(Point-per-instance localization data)
▼

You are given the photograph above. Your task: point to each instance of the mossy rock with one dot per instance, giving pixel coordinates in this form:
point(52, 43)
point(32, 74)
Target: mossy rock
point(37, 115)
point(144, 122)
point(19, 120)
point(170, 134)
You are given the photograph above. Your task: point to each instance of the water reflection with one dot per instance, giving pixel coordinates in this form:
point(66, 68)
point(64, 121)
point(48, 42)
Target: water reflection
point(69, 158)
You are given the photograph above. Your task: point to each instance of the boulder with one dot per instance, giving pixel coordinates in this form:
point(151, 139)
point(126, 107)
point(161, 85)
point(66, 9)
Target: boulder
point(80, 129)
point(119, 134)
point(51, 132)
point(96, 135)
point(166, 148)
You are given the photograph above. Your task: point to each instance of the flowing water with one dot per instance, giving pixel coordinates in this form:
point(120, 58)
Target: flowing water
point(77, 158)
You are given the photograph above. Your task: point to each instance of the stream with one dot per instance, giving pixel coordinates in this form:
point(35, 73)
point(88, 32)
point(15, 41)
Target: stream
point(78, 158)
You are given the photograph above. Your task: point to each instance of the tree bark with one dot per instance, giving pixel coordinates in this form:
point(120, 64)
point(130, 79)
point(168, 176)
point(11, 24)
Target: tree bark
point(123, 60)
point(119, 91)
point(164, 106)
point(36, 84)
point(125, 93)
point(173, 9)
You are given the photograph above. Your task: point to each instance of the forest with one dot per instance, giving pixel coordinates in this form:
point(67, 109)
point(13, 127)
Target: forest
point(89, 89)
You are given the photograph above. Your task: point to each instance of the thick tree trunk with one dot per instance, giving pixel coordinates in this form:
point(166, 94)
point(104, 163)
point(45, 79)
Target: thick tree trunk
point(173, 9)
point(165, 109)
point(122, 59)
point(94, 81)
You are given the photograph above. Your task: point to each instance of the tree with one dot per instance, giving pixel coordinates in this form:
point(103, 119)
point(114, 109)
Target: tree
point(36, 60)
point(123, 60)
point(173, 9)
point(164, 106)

▲

_EXERCISE PROMPT_
Your reply must contain exactly the lines from the first line of the data through the line holding "of the water", and nothing more.

_OUTPUT OF THE EXERCISE_
You are given the photograph above. Your task: point to each instance of the mossy rock with one dot per instance, giving pixel coordinates in this form:
point(52, 43)
point(32, 74)
Target: mossy rock
point(37, 115)
point(144, 122)
point(19, 120)
point(170, 134)
You are given the photograph above. Your task: point to each instance of the water reflection with one dot per instance, giving pixel coordinates in this form:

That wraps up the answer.